What the task asks.
Locate every line in the data below that contains the string "front", matching case exactly, and copy each such line.
"""
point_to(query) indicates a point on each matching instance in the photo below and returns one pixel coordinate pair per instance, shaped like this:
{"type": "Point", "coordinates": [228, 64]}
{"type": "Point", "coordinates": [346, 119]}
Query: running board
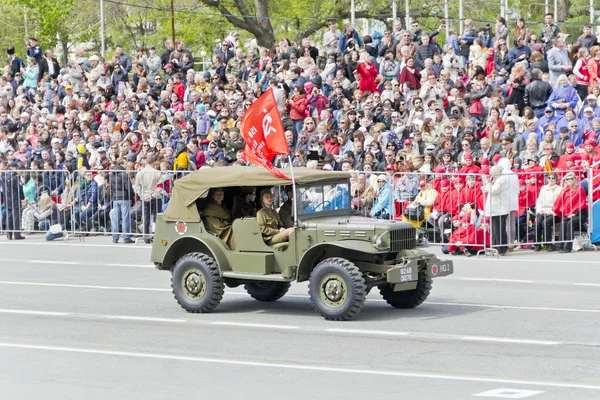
{"type": "Point", "coordinates": [251, 277]}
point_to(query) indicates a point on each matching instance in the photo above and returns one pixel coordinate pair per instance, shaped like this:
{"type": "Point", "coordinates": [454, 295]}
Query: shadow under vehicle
{"type": "Point", "coordinates": [341, 255]}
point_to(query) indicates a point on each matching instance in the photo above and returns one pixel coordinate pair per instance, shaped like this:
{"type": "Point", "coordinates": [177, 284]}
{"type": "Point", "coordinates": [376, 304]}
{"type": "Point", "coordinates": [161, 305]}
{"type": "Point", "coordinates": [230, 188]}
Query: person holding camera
{"type": "Point", "coordinates": [519, 53]}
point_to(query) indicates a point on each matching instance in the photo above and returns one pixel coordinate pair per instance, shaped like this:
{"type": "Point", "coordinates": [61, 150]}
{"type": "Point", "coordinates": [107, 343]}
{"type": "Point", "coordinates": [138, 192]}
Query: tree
{"type": "Point", "coordinates": [60, 22]}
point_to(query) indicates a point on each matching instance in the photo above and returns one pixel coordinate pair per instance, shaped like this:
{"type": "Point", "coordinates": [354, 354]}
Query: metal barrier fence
{"type": "Point", "coordinates": [474, 213]}
{"type": "Point", "coordinates": [63, 204]}
{"type": "Point", "coordinates": [465, 213]}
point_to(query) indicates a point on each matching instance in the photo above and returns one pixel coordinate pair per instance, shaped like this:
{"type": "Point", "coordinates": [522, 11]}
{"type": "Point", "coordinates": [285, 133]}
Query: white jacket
{"type": "Point", "coordinates": [547, 198]}
{"type": "Point", "coordinates": [513, 182]}
{"type": "Point", "coordinates": [497, 201]}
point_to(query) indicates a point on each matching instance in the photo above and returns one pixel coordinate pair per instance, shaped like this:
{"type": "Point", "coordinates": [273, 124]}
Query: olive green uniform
{"type": "Point", "coordinates": [270, 224]}
{"type": "Point", "coordinates": [241, 208]}
{"type": "Point", "coordinates": [285, 214]}
{"type": "Point", "coordinates": [217, 221]}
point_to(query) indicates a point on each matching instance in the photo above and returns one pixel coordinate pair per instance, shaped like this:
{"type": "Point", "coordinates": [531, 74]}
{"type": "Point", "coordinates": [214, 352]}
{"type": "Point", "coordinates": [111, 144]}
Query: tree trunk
{"type": "Point", "coordinates": [65, 46]}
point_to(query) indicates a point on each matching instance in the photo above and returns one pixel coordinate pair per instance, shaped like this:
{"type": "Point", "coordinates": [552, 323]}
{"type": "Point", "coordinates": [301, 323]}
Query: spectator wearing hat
{"type": "Point", "coordinates": [560, 145]}
{"type": "Point", "coordinates": [571, 208]}
{"type": "Point", "coordinates": [519, 53]}
{"type": "Point", "coordinates": [15, 62]}
{"type": "Point", "coordinates": [49, 66]}
{"type": "Point", "coordinates": [119, 78]}
{"type": "Point", "coordinates": [382, 208]}
{"type": "Point", "coordinates": [442, 209]}
{"type": "Point", "coordinates": [558, 60]}
{"type": "Point", "coordinates": [497, 206]}
{"type": "Point", "coordinates": [76, 76]}
{"type": "Point", "coordinates": [527, 199]}
{"type": "Point", "coordinates": [465, 240]}
{"type": "Point", "coordinates": [591, 102]}
{"type": "Point", "coordinates": [563, 96]}
{"type": "Point", "coordinates": [33, 49]}
{"type": "Point", "coordinates": [507, 148]}
{"type": "Point", "coordinates": [537, 93]}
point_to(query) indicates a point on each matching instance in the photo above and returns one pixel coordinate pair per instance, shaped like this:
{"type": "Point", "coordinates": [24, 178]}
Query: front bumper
{"type": "Point", "coordinates": [410, 262]}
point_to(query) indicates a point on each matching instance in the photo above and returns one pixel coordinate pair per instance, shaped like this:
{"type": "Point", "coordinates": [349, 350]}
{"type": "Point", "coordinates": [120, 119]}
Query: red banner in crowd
{"type": "Point", "coordinates": [263, 133]}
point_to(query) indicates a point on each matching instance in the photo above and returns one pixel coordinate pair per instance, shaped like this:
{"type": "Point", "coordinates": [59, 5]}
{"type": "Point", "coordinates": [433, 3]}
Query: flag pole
{"type": "Point", "coordinates": [294, 203]}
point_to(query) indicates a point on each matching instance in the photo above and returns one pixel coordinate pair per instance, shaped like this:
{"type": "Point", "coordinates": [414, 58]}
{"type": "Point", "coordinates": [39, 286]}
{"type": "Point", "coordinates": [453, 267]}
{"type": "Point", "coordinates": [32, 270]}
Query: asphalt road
{"type": "Point", "coordinates": [96, 321]}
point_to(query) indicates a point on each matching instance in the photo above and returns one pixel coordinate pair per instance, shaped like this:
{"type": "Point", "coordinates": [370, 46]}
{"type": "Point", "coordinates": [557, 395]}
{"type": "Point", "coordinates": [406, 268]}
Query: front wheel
{"type": "Point", "coordinates": [408, 298]}
{"type": "Point", "coordinates": [267, 291]}
{"type": "Point", "coordinates": [336, 289]}
{"type": "Point", "coordinates": [196, 283]}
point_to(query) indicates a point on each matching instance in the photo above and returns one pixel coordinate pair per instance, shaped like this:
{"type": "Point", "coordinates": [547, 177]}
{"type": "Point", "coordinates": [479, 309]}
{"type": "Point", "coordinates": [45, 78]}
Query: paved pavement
{"type": "Point", "coordinates": [97, 321]}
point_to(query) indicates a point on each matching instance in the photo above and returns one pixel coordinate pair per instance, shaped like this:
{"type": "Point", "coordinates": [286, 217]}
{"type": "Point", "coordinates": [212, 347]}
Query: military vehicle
{"type": "Point", "coordinates": [342, 255]}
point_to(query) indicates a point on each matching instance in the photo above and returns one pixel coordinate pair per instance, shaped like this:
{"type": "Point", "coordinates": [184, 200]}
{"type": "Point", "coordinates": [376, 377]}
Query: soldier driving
{"type": "Point", "coordinates": [286, 211]}
{"type": "Point", "coordinates": [217, 218]}
{"type": "Point", "coordinates": [243, 204]}
{"type": "Point", "coordinates": [270, 224]}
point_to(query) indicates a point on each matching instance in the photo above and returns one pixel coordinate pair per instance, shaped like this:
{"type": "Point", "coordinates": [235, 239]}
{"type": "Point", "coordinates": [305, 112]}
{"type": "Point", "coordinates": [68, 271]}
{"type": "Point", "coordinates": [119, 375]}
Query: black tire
{"type": "Point", "coordinates": [345, 278]}
{"type": "Point", "coordinates": [267, 291]}
{"type": "Point", "coordinates": [408, 298]}
{"type": "Point", "coordinates": [196, 283]}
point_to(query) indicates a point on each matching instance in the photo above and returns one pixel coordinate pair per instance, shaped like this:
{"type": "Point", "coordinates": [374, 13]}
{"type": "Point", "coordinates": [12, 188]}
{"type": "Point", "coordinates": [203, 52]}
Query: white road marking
{"type": "Point", "coordinates": [149, 319]}
{"type": "Point", "coordinates": [535, 260]}
{"type": "Point", "coordinates": [587, 284]}
{"type": "Point", "coordinates": [437, 303]}
{"type": "Point", "coordinates": [509, 393]}
{"type": "Point", "coordinates": [509, 340]}
{"type": "Point", "coordinates": [51, 262]}
{"type": "Point", "coordinates": [304, 367]}
{"type": "Point", "coordinates": [118, 246]}
{"type": "Point", "coordinates": [251, 325]}
{"type": "Point", "coordinates": [493, 280]}
{"type": "Point", "coordinates": [498, 306]}
{"type": "Point", "coordinates": [33, 312]}
{"type": "Point", "coordinates": [84, 286]}
{"type": "Point", "coordinates": [367, 332]}
{"type": "Point", "coordinates": [57, 262]}
{"type": "Point", "coordinates": [131, 265]}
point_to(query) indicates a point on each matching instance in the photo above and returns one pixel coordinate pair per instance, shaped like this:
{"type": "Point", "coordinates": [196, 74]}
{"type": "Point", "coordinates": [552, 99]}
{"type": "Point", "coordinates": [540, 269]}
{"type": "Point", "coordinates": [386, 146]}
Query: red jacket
{"type": "Point", "coordinates": [570, 201]}
{"type": "Point", "coordinates": [298, 107]}
{"type": "Point", "coordinates": [407, 76]}
{"type": "Point", "coordinates": [443, 203]}
{"type": "Point", "coordinates": [368, 73]}
{"type": "Point", "coordinates": [527, 198]}
{"type": "Point", "coordinates": [472, 195]}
"""
Full response.
Query: front bumper
Query: front wheel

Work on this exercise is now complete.